(Dataset rows)
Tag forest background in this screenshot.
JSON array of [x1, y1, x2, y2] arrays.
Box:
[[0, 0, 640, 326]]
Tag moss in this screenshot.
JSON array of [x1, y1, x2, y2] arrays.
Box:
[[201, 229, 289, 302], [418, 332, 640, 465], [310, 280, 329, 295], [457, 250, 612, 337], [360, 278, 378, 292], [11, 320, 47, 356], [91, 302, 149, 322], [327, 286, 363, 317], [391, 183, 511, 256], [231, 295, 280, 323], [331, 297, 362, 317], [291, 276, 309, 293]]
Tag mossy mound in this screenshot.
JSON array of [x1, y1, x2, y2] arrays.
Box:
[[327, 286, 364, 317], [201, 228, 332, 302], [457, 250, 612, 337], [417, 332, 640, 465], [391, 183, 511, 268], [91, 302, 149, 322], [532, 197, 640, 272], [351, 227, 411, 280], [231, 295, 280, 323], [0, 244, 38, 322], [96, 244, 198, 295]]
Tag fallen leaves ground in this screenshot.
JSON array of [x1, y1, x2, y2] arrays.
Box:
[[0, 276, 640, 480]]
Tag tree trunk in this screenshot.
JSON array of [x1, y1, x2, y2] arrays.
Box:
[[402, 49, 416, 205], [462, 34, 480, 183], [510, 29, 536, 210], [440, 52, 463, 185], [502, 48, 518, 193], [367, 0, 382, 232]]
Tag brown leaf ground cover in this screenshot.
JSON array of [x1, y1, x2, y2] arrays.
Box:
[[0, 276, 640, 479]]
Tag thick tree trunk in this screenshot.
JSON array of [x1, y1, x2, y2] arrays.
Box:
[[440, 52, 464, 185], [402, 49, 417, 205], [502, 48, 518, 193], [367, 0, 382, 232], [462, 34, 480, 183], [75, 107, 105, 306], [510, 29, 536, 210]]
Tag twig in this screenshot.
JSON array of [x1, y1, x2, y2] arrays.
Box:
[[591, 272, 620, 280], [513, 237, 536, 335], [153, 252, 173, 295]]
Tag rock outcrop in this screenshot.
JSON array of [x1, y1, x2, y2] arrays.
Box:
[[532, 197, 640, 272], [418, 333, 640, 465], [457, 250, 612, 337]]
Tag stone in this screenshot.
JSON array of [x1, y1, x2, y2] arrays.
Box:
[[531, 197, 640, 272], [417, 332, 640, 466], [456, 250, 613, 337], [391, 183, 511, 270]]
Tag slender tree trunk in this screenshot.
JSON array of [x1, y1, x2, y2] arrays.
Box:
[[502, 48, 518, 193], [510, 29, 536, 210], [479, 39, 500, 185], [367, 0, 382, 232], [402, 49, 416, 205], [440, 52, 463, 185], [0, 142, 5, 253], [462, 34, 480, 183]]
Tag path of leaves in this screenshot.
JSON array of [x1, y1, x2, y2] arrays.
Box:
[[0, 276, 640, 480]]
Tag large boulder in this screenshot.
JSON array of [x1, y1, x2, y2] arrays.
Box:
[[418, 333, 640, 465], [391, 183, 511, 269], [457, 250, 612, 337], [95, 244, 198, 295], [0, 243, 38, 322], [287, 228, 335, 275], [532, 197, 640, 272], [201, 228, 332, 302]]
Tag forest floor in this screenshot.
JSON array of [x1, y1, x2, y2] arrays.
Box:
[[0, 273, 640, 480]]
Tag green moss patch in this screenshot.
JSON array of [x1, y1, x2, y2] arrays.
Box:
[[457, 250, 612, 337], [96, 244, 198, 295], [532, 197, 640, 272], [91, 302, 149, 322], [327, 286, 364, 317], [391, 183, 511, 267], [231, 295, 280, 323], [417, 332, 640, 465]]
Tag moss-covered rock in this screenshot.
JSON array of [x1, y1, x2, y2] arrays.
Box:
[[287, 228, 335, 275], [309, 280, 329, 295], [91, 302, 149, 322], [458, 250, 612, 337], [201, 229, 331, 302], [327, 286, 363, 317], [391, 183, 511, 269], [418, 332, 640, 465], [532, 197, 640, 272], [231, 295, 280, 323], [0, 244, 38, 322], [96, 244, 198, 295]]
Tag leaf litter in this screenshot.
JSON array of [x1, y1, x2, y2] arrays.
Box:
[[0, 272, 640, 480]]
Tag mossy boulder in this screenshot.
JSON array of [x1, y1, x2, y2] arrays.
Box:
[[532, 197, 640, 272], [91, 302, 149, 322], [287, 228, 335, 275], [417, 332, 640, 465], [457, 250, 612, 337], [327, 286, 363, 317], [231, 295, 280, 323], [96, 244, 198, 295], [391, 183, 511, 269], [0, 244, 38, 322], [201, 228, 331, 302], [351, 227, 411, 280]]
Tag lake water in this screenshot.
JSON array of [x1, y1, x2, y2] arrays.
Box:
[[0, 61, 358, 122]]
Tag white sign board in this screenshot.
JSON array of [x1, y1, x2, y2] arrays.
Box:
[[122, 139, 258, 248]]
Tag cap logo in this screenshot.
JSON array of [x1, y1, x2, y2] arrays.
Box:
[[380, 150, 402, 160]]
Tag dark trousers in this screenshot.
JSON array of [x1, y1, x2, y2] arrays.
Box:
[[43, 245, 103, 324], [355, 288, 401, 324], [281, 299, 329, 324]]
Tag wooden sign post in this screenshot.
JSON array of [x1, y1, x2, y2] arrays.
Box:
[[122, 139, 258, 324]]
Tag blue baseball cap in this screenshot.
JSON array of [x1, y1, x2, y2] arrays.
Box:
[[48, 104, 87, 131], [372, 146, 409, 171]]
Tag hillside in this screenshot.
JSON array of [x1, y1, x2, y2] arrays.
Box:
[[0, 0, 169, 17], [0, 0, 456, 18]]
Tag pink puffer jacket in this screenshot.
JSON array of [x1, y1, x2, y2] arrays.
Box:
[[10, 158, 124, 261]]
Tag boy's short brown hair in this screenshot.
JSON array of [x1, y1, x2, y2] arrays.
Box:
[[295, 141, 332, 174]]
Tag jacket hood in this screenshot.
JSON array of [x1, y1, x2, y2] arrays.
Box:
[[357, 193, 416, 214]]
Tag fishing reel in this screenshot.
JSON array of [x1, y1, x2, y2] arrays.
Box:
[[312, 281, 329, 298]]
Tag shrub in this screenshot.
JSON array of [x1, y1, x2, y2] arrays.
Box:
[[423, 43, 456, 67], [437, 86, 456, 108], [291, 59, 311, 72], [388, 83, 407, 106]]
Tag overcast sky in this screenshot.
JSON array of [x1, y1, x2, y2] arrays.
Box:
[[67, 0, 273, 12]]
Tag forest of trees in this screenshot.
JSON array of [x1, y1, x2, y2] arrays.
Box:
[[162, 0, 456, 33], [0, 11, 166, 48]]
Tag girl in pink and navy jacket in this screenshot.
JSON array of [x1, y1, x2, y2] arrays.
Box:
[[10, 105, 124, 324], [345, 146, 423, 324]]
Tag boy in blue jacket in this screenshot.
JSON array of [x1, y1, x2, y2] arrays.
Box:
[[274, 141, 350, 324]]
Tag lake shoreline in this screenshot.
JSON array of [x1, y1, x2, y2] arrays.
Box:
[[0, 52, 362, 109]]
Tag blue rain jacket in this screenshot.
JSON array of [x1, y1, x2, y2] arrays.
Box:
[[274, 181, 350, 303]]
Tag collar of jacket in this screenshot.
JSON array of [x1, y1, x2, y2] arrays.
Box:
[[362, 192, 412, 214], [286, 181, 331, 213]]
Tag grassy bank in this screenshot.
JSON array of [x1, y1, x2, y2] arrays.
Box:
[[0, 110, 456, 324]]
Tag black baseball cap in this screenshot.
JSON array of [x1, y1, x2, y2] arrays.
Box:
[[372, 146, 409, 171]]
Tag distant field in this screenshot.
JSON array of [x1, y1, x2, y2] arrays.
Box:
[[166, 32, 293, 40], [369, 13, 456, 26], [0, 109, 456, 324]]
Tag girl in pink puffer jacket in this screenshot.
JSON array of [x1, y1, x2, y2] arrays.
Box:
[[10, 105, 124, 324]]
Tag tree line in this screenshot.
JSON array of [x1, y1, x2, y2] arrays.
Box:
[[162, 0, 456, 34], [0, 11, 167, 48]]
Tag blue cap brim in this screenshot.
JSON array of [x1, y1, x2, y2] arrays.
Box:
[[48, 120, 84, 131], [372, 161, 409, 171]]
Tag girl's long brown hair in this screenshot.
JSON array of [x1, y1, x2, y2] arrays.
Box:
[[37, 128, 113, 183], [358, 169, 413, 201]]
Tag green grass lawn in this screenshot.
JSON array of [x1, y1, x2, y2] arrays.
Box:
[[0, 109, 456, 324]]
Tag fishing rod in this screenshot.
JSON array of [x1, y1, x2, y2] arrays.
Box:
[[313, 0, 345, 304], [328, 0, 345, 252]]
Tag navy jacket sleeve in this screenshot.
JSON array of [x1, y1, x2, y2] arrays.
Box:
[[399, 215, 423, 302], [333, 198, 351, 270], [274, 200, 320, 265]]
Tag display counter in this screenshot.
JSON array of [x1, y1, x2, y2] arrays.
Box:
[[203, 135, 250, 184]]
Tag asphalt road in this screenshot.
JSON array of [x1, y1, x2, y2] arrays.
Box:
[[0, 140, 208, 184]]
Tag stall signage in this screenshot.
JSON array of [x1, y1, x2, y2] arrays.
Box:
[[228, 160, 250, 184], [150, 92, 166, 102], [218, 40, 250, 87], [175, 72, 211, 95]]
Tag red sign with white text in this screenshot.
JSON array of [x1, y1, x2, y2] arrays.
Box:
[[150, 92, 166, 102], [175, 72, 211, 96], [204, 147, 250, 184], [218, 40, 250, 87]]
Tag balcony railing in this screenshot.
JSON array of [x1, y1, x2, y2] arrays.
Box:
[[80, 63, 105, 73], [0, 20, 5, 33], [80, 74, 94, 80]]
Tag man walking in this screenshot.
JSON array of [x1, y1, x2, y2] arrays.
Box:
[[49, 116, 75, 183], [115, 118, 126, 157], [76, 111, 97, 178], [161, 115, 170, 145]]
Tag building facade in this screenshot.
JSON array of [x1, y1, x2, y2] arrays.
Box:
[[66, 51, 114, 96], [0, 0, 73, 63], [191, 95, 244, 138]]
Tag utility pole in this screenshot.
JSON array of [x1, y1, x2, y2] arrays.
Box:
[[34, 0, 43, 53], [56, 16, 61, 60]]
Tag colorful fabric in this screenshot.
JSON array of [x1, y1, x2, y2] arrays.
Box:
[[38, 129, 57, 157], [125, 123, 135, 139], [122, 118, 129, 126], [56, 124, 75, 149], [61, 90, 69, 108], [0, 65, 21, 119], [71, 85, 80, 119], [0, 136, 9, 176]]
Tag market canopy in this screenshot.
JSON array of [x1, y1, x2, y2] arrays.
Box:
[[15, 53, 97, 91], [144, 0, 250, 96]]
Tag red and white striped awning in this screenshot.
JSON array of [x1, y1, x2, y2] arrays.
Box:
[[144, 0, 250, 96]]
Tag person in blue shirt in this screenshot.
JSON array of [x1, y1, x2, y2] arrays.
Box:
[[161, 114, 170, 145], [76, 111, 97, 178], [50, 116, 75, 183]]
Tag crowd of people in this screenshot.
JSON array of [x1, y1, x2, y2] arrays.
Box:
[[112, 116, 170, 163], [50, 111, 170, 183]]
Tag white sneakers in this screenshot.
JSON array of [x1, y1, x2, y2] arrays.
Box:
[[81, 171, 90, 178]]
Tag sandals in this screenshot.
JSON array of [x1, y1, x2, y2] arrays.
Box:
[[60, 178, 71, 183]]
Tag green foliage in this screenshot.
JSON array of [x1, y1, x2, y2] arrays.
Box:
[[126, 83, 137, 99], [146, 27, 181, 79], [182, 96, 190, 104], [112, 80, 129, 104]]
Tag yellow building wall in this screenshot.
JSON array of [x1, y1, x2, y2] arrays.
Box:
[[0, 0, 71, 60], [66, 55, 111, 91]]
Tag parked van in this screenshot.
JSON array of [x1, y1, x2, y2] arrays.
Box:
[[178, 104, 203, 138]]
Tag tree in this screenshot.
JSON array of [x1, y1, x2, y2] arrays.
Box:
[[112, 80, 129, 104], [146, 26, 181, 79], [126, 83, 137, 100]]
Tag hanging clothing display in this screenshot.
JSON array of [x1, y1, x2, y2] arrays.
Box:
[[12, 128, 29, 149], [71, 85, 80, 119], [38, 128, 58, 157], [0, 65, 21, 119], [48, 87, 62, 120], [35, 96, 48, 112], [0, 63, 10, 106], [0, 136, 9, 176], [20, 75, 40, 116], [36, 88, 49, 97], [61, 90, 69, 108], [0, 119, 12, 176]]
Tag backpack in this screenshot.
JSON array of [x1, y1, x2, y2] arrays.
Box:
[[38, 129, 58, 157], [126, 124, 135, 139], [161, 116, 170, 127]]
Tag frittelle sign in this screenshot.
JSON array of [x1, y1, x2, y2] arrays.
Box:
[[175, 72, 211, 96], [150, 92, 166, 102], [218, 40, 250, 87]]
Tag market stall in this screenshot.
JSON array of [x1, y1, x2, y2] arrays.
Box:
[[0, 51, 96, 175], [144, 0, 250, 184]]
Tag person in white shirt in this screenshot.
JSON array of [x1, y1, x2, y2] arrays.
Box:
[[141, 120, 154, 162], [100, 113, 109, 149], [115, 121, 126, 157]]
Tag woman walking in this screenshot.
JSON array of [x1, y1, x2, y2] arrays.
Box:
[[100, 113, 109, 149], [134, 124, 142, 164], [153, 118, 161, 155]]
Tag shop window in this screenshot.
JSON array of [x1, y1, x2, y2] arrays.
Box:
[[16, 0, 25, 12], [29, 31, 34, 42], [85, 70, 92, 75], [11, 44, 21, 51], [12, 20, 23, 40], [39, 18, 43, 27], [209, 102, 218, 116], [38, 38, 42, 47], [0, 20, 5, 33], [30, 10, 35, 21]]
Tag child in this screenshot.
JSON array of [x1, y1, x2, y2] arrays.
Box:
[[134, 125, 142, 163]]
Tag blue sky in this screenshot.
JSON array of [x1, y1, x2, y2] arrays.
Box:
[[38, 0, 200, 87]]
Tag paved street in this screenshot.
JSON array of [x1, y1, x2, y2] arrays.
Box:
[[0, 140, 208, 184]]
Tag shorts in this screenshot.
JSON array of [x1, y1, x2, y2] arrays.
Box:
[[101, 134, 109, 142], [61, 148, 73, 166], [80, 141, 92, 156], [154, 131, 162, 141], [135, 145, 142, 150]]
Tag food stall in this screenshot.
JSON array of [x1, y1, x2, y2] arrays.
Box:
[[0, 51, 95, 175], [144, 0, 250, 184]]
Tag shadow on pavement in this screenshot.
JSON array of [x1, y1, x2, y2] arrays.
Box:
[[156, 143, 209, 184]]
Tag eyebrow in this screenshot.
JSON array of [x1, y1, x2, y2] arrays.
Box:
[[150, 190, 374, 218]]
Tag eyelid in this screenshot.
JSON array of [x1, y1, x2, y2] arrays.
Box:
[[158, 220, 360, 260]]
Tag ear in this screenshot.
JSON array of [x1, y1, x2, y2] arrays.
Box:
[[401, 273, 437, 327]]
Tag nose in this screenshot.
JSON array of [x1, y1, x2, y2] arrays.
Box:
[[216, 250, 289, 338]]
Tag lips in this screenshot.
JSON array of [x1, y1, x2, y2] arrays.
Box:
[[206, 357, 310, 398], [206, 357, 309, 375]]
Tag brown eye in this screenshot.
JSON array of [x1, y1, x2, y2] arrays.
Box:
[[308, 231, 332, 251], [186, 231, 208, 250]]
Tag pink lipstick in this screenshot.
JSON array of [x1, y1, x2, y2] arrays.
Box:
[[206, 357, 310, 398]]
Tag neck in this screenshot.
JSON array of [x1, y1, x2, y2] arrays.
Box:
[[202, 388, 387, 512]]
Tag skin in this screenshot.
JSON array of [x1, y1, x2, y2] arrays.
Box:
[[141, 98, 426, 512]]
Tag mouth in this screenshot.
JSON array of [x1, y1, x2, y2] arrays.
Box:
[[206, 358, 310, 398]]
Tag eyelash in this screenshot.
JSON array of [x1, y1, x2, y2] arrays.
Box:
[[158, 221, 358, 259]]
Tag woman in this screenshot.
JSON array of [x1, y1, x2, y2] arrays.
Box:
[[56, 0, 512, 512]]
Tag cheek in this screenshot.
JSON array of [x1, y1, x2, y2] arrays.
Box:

◆ TASK BRIEF ◆
Update the lines starting at the one that contains "Tag eyelash in this screenshot." and continuing through the final line, replacing "Tag" with "Mark" and leaving everything else unchanged.

◆ FINAL RESULT ◆
Mark eyelash in this screenshot.
JSON array of [x1, y1, x2, y2] arrays.
Box:
[[158, 221, 358, 259]]
Mark woman in this screenshot.
JSON array of [x1, y1, x2, y2] arrays.
Box:
[[56, 0, 512, 512]]
Mark cheek in this screenshot.
JSON array of [x1, y1, x2, y2] arrays.
Box:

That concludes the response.